[Provided records]

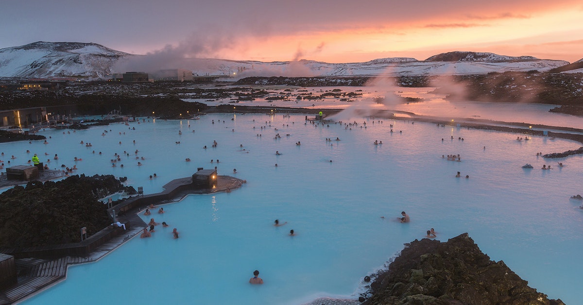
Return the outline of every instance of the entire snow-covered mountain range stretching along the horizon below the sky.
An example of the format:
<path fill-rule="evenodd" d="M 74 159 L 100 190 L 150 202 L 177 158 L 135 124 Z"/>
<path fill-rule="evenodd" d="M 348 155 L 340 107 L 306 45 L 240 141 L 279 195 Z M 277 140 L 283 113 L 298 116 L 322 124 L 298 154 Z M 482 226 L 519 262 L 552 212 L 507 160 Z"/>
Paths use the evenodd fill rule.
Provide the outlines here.
<path fill-rule="evenodd" d="M 82 76 L 106 78 L 114 67 L 132 66 L 132 71 L 147 71 L 148 55 L 132 55 L 94 43 L 47 43 L 39 41 L 0 49 L 0 77 L 50 78 Z M 156 64 L 164 64 L 159 56 Z M 132 63 L 132 61 L 134 61 Z M 232 61 L 227 59 L 168 58 L 168 65 L 190 69 L 195 75 L 247 76 L 415 76 L 463 75 L 505 71 L 548 71 L 569 64 L 567 61 L 538 59 L 531 56 L 510 57 L 485 52 L 447 52 L 424 61 L 415 58 L 380 58 L 367 62 L 332 64 L 321 61 Z M 125 64 L 122 64 L 125 63 Z M 117 65 L 119 64 L 119 65 Z M 132 65 L 133 64 L 133 65 Z M 142 68 L 143 67 L 143 68 Z M 117 68 L 121 69 L 121 68 Z"/>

[/Provided records]

Required work: What you give back must match the lines from the start of the records through the line that contains "Paths use the evenodd fill rule.", exactly, with the pictures left out.

Result:
Return the outline of every instance of the entire snow-covered mountain range stretching along the horizon below the sky.
An example of the format:
<path fill-rule="evenodd" d="M 74 159 L 100 190 L 150 202 L 177 158 L 135 124 Z"/>
<path fill-rule="evenodd" d="M 348 155 L 340 107 L 306 45 L 240 141 L 279 195 Z M 277 140 L 283 113 L 298 116 L 322 124 L 298 154 Z M 482 226 L 519 262 L 552 212 L 507 160 Z"/>
Paths use the evenodd fill rule.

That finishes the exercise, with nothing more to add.